** Short problem **
Pick up the passage below about the metaverse where its last sentence ends, and keep writing it in the same voice.
··· Given text ···
We often use the term “Metaverse” (singulare) as if it refers to a single entity. In reality, there is no such thing, at least not yet. Whether or not we can ever accurately say there is a single metaverse is the difference between an open metaverse and a closed one.
Author Neal Stephenson coined the term “metaverse” in his 1992 novel “Snow Crash.” In his sci-fi tome, he described an entirely virtual world that functioned as a parallel society. Since its inception, a wide range of groups including technologists, Mark Zuckerberg, the crypto community, game developers, and many more have adopted the term “metaverse.”
Earlier this month, Tim Sweeney, CEO of Epic Games, the creators of Fortnite and Unreal Engine, laid out his grand vision during the company’s “Year In Review 2022” livestream. He told viewers that the gaming giant planned to pull together its various strands, including game development and its film and TV work with Unreal Engine, “into something that comes closer and closer to the metaverse from science fiction.”
··· Dataset excerpts ···
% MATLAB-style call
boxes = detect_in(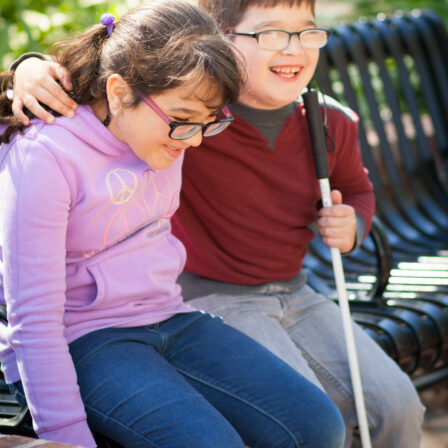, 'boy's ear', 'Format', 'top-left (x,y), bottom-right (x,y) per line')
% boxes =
(106, 73), (132, 115)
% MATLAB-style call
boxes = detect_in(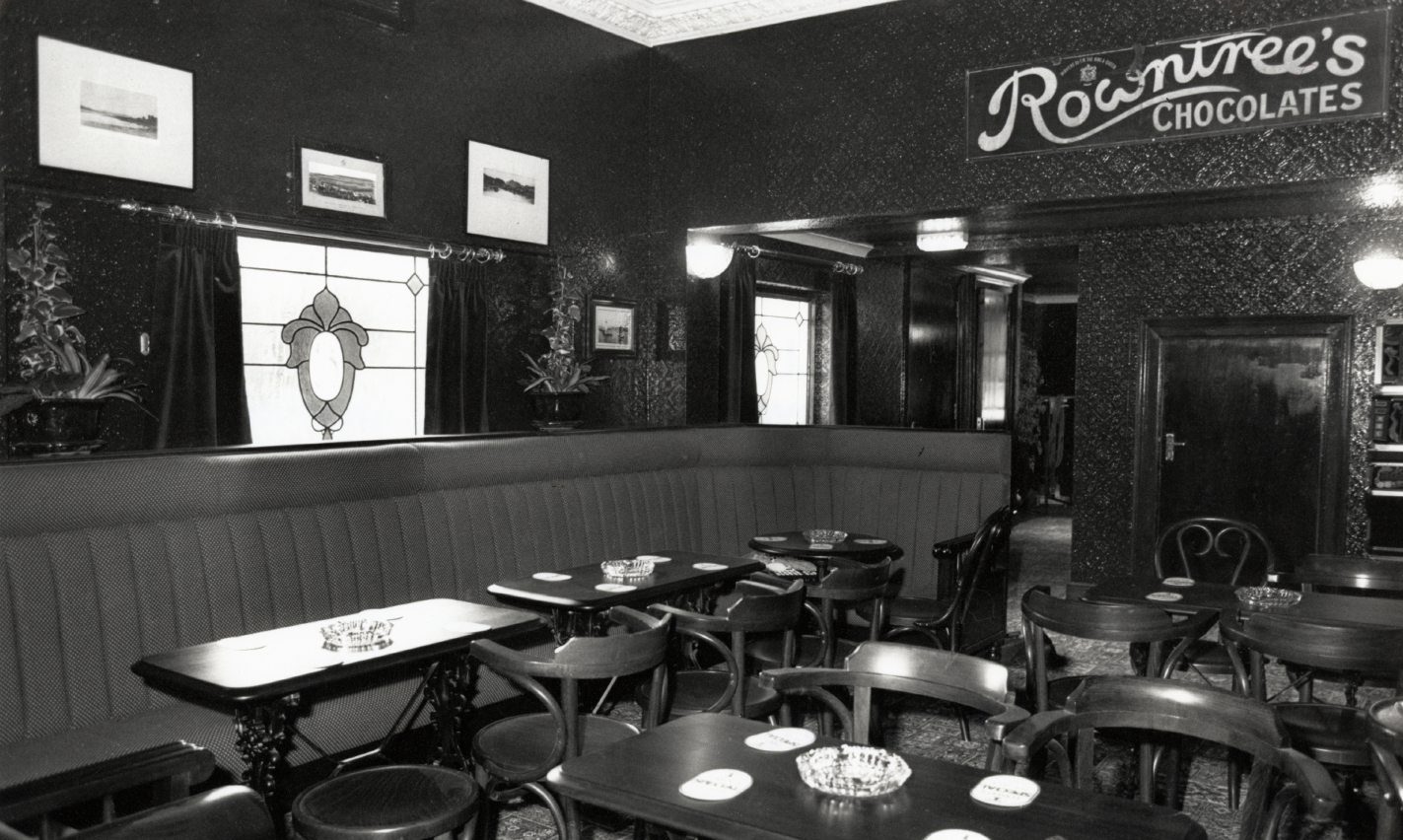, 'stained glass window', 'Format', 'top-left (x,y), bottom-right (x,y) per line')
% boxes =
(239, 236), (429, 445)
(755, 295), (813, 425)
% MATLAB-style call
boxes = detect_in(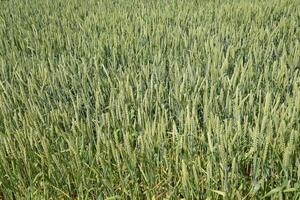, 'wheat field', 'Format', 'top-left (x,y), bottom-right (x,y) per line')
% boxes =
(0, 0), (300, 200)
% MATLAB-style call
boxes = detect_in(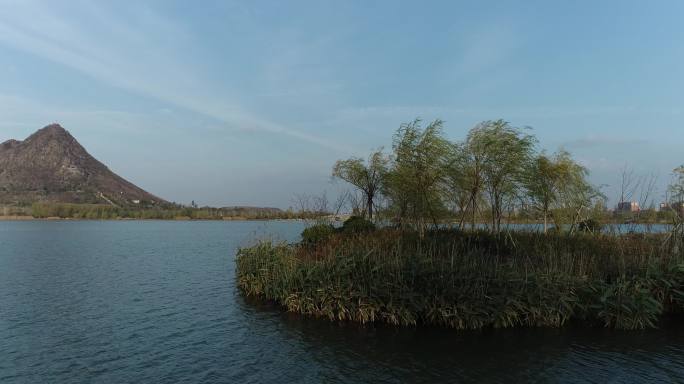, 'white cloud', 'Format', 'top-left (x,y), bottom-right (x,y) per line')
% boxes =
(0, 1), (340, 149)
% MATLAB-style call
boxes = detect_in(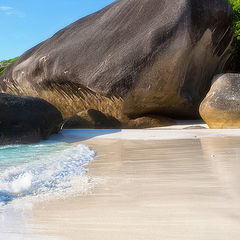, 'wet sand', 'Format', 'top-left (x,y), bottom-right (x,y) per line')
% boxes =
(27, 134), (240, 240)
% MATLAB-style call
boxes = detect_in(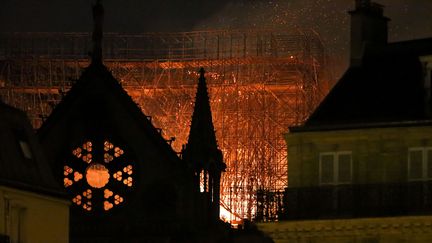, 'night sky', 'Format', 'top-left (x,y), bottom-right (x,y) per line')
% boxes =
(0, 0), (432, 77)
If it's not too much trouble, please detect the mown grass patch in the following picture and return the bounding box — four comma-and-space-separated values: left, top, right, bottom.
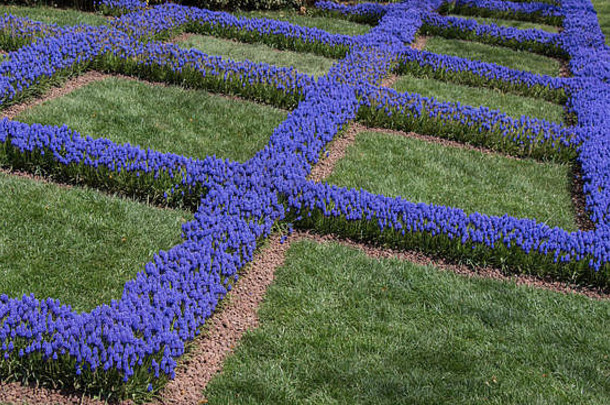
0, 173, 192, 312
177, 35, 336, 77
592, 0, 610, 46
233, 10, 371, 35
425, 36, 560, 76
440, 14, 559, 33
327, 132, 577, 230
393, 75, 564, 123
0, 5, 108, 26
205, 241, 610, 404
17, 77, 287, 162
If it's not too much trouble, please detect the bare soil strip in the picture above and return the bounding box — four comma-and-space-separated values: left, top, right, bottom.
570, 163, 596, 231
160, 235, 294, 404
1, 71, 111, 120
381, 35, 428, 87
308, 122, 358, 182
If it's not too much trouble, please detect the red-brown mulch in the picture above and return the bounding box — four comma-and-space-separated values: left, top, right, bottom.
2, 71, 111, 120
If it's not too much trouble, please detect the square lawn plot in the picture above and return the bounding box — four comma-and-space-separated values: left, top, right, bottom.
204, 241, 610, 405
233, 10, 372, 35
17, 77, 287, 162
393, 74, 565, 123
448, 14, 559, 34
327, 132, 577, 230
0, 172, 193, 312
424, 36, 561, 76
176, 34, 336, 78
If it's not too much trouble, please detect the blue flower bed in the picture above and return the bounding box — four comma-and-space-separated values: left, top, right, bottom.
0, 0, 610, 399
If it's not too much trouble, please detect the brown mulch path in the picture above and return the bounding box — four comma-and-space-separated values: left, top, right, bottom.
381, 35, 428, 87
571, 163, 596, 231
1, 71, 111, 120
160, 235, 293, 404
307, 122, 364, 182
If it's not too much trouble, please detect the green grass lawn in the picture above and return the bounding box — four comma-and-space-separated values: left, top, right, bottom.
0, 173, 192, 312
178, 35, 336, 77
448, 14, 559, 33
234, 10, 371, 35
0, 5, 108, 25
393, 75, 564, 123
205, 241, 610, 405
17, 78, 287, 162
327, 133, 576, 230
425, 36, 560, 76
593, 0, 610, 46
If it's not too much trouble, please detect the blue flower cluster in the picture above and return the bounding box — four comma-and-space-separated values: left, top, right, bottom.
0, 0, 610, 398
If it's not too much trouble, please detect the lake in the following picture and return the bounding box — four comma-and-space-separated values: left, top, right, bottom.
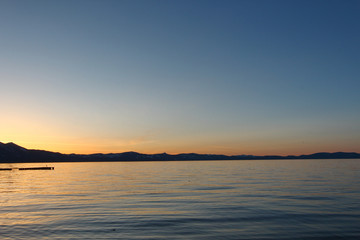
0, 159, 360, 240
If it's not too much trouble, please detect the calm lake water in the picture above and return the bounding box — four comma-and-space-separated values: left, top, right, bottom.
0, 159, 360, 240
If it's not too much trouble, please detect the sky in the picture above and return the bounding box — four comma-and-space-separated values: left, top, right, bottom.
0, 0, 360, 155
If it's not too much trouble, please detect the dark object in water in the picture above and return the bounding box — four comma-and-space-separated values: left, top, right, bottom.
19, 167, 54, 170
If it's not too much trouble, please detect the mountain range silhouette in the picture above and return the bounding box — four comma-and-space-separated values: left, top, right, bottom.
0, 142, 360, 163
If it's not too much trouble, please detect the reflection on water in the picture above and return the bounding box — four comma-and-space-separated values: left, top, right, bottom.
0, 160, 360, 239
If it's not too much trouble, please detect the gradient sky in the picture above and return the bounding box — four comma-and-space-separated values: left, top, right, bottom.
0, 0, 360, 155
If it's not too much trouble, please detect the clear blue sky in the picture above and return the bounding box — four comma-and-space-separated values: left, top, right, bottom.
0, 0, 360, 155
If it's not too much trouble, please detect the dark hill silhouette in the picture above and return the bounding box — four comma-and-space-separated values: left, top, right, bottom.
0, 142, 360, 163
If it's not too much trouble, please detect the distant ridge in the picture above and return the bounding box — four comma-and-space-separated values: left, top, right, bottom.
0, 142, 360, 163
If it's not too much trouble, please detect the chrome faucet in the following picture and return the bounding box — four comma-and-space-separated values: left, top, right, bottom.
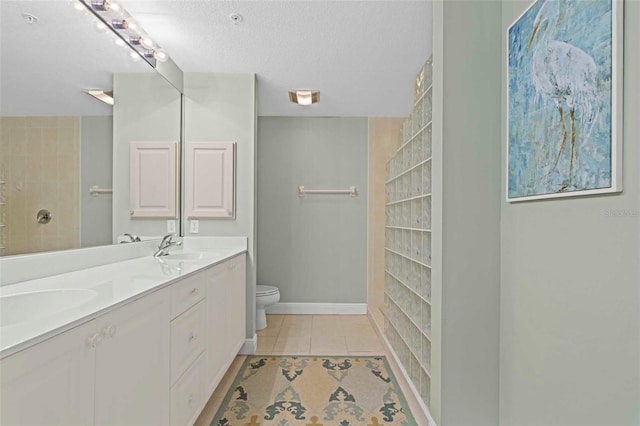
153, 234, 182, 257
121, 234, 141, 243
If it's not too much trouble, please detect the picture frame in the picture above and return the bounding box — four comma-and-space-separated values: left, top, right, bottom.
506, 0, 623, 202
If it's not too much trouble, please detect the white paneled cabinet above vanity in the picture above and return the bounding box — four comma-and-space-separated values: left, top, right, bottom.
185, 142, 236, 219
0, 253, 246, 425
129, 142, 178, 218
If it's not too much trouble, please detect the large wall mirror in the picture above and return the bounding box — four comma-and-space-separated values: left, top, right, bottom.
0, 0, 181, 256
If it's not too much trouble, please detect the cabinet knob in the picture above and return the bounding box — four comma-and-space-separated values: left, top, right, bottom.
87, 333, 102, 348
102, 325, 117, 337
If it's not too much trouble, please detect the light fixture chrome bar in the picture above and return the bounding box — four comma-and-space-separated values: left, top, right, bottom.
298, 186, 358, 197
77, 0, 157, 68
···
** Reply to the task **
“Not the dystopian version… but the really positive versions where you and your friends get together into a real-time 3D social experience and can explore the whole world.”
There is still no exact definition of what a metaverse even is, but it has developed and narrowed over time. Most users of the word accept that it will be some form of a virtual world – or worlds. In the Web3 community, many believe it will involve digital assets like NFTs and cryptocurrencies, and will employ smart contracts to create a trustless, decentralized online space not controlled by any one company. However, not everyone is on the same page.
Zuckerberg’s Meta and Horizon Worlds and Epic Game’s Fortnite are two examples of “metaverses” that fundamentally limit the use of digital assets to within their own ecosystems. These “metaverses” function as virtual silos, controlled by a single organization and prevent the use of digital assets outside of their boundaries.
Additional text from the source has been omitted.